Every record must be copied exactly. Leave nothing out.

▶ _MATERIAL PROVIDED_:
◇ ◇ ◇ ◇ ◇

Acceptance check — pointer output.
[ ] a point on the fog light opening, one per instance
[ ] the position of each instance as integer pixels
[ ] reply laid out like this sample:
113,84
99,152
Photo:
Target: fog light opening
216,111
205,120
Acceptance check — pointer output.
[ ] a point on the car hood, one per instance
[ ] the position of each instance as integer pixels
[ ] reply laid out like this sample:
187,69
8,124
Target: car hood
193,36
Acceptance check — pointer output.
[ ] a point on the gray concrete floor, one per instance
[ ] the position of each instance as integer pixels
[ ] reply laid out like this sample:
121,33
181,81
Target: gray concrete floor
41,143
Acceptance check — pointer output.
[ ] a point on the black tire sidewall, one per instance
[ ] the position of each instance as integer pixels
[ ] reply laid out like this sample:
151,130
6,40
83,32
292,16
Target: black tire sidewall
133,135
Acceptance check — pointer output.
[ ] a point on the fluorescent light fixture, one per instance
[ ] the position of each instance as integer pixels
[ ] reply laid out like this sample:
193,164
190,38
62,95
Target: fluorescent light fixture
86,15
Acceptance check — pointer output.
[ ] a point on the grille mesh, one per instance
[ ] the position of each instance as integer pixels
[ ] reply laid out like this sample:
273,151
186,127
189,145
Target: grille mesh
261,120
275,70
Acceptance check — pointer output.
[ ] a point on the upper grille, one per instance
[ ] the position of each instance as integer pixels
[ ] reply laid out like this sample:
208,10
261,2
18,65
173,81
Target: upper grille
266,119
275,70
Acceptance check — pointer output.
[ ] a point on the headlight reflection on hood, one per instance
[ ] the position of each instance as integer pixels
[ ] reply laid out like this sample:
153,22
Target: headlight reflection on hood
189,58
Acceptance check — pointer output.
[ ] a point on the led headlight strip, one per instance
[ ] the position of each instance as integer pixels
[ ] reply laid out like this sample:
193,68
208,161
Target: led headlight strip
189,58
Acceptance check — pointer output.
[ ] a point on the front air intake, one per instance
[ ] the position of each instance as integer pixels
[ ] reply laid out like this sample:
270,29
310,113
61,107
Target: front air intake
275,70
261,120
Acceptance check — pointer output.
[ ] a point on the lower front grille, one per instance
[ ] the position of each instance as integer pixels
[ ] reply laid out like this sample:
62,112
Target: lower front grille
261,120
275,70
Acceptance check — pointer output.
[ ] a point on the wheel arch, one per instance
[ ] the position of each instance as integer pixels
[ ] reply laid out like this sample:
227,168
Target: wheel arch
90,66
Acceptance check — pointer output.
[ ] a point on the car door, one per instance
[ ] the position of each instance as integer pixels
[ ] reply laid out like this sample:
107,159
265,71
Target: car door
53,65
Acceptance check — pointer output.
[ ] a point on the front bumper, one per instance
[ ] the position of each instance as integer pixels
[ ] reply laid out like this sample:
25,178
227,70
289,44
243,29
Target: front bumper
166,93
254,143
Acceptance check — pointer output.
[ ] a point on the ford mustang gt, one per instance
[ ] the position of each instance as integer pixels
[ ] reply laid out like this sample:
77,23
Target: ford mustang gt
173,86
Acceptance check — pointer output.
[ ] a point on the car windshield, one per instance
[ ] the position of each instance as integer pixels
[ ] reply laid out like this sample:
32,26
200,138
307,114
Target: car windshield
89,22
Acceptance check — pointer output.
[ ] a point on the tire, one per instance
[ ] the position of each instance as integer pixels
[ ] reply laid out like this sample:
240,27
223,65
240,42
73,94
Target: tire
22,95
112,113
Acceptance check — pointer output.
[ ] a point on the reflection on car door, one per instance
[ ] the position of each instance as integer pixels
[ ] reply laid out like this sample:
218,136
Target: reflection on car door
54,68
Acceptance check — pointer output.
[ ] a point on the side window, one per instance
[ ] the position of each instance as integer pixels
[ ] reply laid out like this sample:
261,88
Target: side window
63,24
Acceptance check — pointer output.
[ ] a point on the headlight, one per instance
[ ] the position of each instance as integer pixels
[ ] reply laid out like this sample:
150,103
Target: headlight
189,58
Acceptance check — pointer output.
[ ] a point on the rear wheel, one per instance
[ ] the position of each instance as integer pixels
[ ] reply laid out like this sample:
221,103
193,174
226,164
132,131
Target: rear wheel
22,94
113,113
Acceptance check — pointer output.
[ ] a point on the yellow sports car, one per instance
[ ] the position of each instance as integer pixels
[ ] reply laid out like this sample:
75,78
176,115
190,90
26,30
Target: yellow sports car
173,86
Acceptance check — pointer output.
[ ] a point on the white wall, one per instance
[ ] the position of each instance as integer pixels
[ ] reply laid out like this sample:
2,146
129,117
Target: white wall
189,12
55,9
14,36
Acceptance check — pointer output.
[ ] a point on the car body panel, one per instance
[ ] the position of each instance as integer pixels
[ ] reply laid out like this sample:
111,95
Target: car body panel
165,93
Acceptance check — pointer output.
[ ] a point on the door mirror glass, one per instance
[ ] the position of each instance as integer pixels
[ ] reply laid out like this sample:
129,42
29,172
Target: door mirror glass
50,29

◇ ◇ ◇ ◇ ◇

▶ _EXERCISE SOLUTION_:
Acceptance check — pointer output.
[ ] a point on the fog light opening, one per instance
[ ] the position of each instance as integer pixels
[ ] reply laid out like this sample:
113,84
99,152
Photo:
Target: fog light opening
216,111
205,120
Acceptance check — pointer output.
[ ] a point on the car hood, one per instance
[ ] the position of each instance as integer pixels
[ ] reply laid out like this sample:
187,69
8,124
Target: car hood
193,36
Acceptance check — pointer output.
[ ] a point on the gray concrete floor, one per instance
[ ] the position of each instance as integer pixels
[ ] reply laid out like this sample:
121,33
181,81
Target: gray concrete floor
41,143
Acceptance check — pointer output.
[ ] a point on the black tire sidewall, one per instance
[ ] the position of each instance as integer pixels
[ ] reply laid out like this sample:
151,130
6,40
83,32
292,16
Target: black tire sidewall
133,135
Acceptance check — pointer output.
[ ] a point on the fluorescent light fixture, one per instance
[ ] the position of each instance as integer pixels
[ ] reply laid out like this sample:
193,164
190,38
62,95
Target: fluorescent light fixture
86,15
Acceptance check — pointer output.
[ ] a point on the grille mesh, one per instance
[ ] the position of each instance as integer pixels
[ ] reply laid out like this sample:
273,151
186,127
189,145
Target: grille mesh
261,120
275,70
Acceptance check — pointer output.
[ ] a point on the upper grille, one per instance
[ ] the position of each instance as integer pixels
[ ] reply laid out like this sample:
208,10
261,2
18,65
173,81
Target: upper grille
266,119
275,70
Acceptance check — pointer output.
[ ] a point on the headlight reflection on hood, one per instance
[ ] the position of each instance as integer pixels
[ ] reply laid out like this sample:
153,22
Target: headlight reflection on hood
189,58
Acceptance check — pointer output.
[ ] a point on the led headlight strip, one per instance
[ ] the position of each instance as integer pixels
[ ] reply laid out like this sample:
193,68
208,161
Target: led headlight strip
189,58
Acceptance check — pointer output.
[ ] a point on the front air intake, one per instance
[ ] the position of each instance as integer pixels
[ ] reply laid out like this sample:
270,29
310,113
61,107
Target: front air intake
275,70
261,120
Acceptance check — pointer output.
[ ] a point on the lower front grille, one per instance
[ ] the position of each instance as integer pixels
[ ] reply laid out like this sample:
62,112
Target: lower front grille
261,120
275,70
Acceptance check — pointer output.
[ ] a point on the wheel arch, one per instance
[ ] the position of each instance as integer pixels
[ ] reply laid out like this sample:
227,168
Target: wheel arch
90,66
Acceptance check — pointer output.
[ ] a point on the car door, one per instance
[ ] the position of each instance as integer pixels
[ ] reply laid out like this sample:
107,159
265,71
Target: car door
53,65
Acceptance check — pointer output.
[ ] a point on the front bumper, one per instance
[ ] the position of each instance as integer pixels
[ ] reply laid out like this sample:
25,178
227,70
289,44
243,29
Target: front bumper
166,93
254,143
Acceptance check — pointer output.
[ ] a point on the ford mustang gt, one per instance
[ ] the position of each instance as integer pixels
[ ] reply laid out like this sample:
77,23
Target: ford mustang gt
173,86
Acceptance check — pointer output.
[ ] a point on the car windshield, one per instance
[ ] the position of each instance as integer pixels
[ ] reply laid out like this sample:
32,26
200,138
307,114
Target: car windshield
89,22
Acceptance check — pointer output.
[ ] a point on the tire, one per instance
[ ] the position of each instance as integer pixels
[ ] reply laid out like this sample:
240,27
223,65
240,42
73,94
Target: tire
22,95
112,113
Acceptance check — pointer output.
[ ] a point on the reflection on car door, one per instance
[ ] the position of each instance as integer pixels
[ ] reply laid out like this sample:
218,136
Target: reflection on car door
54,68
Acceptance check — pointer output.
[ ] a point on the side window, one per instance
[ ] the position of each instance as integer pixels
[ ] reply laid out like this sample:
261,88
Target: side window
63,24
Acceptance check — pointer output.
[ ] a point on the headlight, one per instance
[ ] the position of each instance as integer pixels
[ ] reply laid out like this sample:
150,103
Target: headlight
189,58
Acceptance check — pointer output.
[ ] a point on the rear wheel, one per instance
[ ] the position of each instance as integer pixels
[ ] reply laid out like this sample:
221,103
193,174
226,164
132,131
Target: rear wheel
22,94
113,113
Acceptance check — pointer output.
[ ] a point on the yellow sports car, one per instance
[ ] the position of each instance as integer pixels
[ ] reply laid out like this sample:
75,78
176,115
190,90
26,30
Target: yellow sports car
173,86
Acceptance check — pointer output.
[ ] a point on the white wall, one per instance
[ ] the position of each instance as integer pixels
[ ] reply laid out like this sample:
2,146
129,117
Target: white wall
189,12
55,9
14,36
Acceptance check — pointer output.
[ ] a point on the car body panel, one per instance
[ ] the position of each instance as integer pixels
[ ] reply laid out like this sample:
111,95
Target: car body panel
165,93
Acceptance check — pointer output.
[ ] a point on the door mirror glass, one per instance
[ ] the position of each instance as integer pixels
[ ] reply laid out like this sample:
129,42
29,172
Target: door mirror glass
50,29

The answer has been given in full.